## Task objective
Without changing a character, return the entries, but not the images they hold.

## Listed records
━━━━━━━━━━

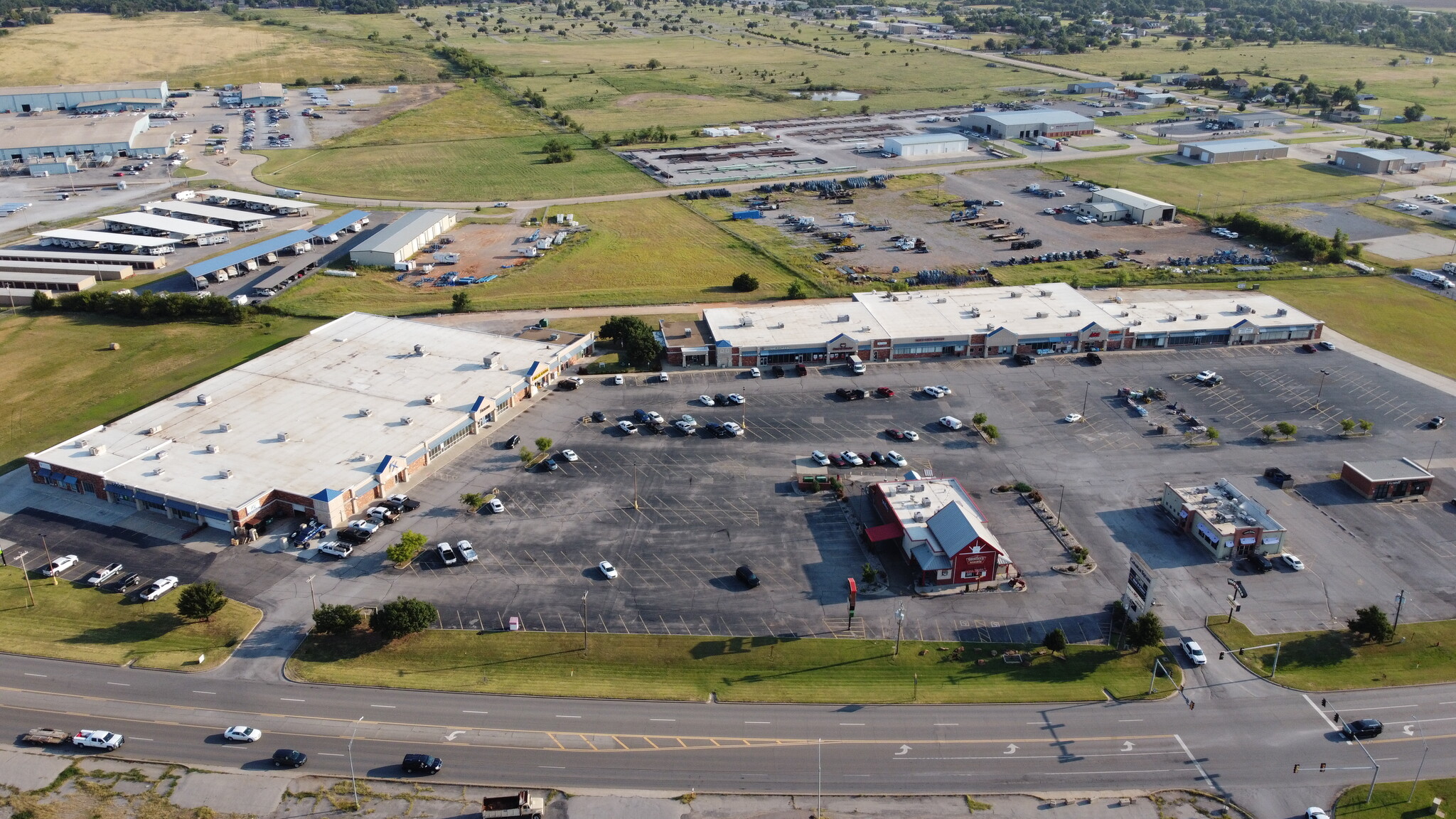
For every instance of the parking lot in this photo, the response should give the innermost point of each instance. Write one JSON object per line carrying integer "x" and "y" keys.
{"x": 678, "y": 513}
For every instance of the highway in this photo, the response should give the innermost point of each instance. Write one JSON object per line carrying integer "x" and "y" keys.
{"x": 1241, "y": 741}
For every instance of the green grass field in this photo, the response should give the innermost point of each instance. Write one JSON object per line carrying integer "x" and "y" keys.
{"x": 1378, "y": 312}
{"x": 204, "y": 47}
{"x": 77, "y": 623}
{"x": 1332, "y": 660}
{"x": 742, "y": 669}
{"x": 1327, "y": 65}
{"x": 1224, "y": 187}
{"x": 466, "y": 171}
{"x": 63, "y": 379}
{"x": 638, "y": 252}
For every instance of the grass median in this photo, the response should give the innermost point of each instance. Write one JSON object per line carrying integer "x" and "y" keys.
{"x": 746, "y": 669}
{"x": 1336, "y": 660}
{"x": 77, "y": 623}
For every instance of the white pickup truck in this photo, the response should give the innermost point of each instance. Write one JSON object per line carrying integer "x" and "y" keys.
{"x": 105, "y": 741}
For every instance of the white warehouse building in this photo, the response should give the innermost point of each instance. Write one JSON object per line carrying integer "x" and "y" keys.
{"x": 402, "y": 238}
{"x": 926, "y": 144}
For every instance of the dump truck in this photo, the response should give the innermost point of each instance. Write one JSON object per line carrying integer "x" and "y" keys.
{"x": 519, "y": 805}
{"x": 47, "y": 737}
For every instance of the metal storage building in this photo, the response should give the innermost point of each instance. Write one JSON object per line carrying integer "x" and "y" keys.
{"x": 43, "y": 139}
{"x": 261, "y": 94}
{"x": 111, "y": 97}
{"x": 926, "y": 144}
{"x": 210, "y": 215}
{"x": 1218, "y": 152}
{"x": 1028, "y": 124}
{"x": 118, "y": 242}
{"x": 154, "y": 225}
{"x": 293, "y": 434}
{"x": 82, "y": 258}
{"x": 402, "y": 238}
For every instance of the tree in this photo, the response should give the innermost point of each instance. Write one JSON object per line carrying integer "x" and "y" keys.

━━━━━━━━━━

## Answer for the task
For every instance of the parking lot in this photo, the response should give the innermost point of each instance. Write one JSON object per line carrying integer "x" and "y" keys.
{"x": 678, "y": 513}
For every instance of the highway in this photo, the response should give the innermost point of each instance. Write one JSON object per line carrying integer "x" and "y" keys.
{"x": 1241, "y": 741}
For every instance of the green grass field in this photo, the response should give the innermost point of each instance. Write one JSON object per line carrying integer "x" and "y" keys.
{"x": 1378, "y": 312}
{"x": 204, "y": 47}
{"x": 77, "y": 623}
{"x": 1332, "y": 660}
{"x": 742, "y": 669}
{"x": 1327, "y": 65}
{"x": 1224, "y": 187}
{"x": 466, "y": 171}
{"x": 63, "y": 379}
{"x": 638, "y": 252}
For every instance of the grass median in this photo, the response should give the innermost point of each instance. Write one JSON object per line carrying integer "x" and "y" keys.
{"x": 746, "y": 669}
{"x": 1336, "y": 660}
{"x": 77, "y": 623}
For every instance of the white pickup truck in this photo, the response should give the innermost point of each instance. Write one JSON object per line carrying integer "x" and "y" keys.
{"x": 105, "y": 741}
For every instance of the white warehouse building in this photo, the response should give the innermost point of each instance. Write one JSON object per line carrying integer "x" and "y" keys.
{"x": 402, "y": 238}
{"x": 926, "y": 144}
For every instance of the dump truck in this photo, the response should give the innermost point of each instance. Write one JSON object per line carrying integer "x" and "y" keys.
{"x": 519, "y": 805}
{"x": 47, "y": 737}
For every instance of the metal storage building in this photo, the response should give the innermost point of each instance. Write one JSON object per line carrying integer "x" and "y" keys.
{"x": 43, "y": 139}
{"x": 261, "y": 94}
{"x": 111, "y": 97}
{"x": 926, "y": 144}
{"x": 210, "y": 215}
{"x": 1218, "y": 152}
{"x": 1028, "y": 124}
{"x": 118, "y": 242}
{"x": 154, "y": 225}
{"x": 293, "y": 434}
{"x": 82, "y": 258}
{"x": 402, "y": 238}
For every instance of the tree in this photo, the response should give the innermost point of each instance. Write one JSON object per line carrying integer "x" and "y" keys.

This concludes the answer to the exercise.